# Assignment:
Return every line of the data below that includes the string "soap".

# Data for analysis:
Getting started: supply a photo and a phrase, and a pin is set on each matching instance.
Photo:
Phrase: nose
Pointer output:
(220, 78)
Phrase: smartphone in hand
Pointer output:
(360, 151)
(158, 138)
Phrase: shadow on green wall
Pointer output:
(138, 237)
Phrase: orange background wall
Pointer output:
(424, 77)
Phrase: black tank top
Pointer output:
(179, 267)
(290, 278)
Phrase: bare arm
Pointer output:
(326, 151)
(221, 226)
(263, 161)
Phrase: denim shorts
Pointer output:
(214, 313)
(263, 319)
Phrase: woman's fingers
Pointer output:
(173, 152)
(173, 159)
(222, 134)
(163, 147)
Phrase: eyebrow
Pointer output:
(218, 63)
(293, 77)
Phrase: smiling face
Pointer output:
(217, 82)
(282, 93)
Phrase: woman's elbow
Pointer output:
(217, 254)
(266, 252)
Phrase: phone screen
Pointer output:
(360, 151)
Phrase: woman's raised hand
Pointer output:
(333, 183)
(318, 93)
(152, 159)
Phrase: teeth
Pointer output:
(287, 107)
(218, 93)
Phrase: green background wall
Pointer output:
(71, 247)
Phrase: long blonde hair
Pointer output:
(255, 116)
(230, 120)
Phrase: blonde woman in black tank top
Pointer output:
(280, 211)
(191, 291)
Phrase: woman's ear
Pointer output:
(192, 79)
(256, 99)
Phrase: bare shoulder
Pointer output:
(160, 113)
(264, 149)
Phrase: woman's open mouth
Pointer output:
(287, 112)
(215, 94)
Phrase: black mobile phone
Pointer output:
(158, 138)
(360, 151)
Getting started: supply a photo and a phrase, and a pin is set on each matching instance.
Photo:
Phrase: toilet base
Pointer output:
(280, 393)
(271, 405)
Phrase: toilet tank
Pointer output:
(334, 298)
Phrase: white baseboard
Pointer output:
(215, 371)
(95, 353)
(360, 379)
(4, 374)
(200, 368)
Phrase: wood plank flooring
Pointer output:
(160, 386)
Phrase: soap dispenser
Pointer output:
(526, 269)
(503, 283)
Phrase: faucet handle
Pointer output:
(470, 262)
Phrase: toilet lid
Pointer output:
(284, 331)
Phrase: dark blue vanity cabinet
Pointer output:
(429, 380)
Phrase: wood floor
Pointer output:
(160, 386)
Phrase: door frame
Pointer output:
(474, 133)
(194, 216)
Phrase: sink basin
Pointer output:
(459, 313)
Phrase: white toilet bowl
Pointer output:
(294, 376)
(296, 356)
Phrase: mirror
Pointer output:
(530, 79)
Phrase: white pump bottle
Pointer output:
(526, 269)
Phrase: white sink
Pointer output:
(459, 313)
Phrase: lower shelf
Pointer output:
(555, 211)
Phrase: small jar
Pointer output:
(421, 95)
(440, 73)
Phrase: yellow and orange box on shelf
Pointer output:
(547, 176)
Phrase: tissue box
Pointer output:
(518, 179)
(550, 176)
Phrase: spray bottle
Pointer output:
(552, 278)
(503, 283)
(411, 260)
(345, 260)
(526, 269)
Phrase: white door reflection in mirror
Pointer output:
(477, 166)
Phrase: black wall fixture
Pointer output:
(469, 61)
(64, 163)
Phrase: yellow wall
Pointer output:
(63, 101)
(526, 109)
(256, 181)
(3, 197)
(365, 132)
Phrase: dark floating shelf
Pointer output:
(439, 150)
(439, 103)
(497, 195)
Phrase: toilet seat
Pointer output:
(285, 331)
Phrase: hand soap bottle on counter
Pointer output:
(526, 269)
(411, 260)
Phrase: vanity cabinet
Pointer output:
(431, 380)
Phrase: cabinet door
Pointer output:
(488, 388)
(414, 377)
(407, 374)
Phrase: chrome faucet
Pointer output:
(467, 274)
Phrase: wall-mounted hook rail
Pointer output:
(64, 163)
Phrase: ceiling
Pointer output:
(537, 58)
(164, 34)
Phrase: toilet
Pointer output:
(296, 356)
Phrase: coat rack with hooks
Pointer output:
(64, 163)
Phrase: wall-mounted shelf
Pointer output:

# Answer box:
Phrase: soap dispenser
Phrase: hand soap bottle on counter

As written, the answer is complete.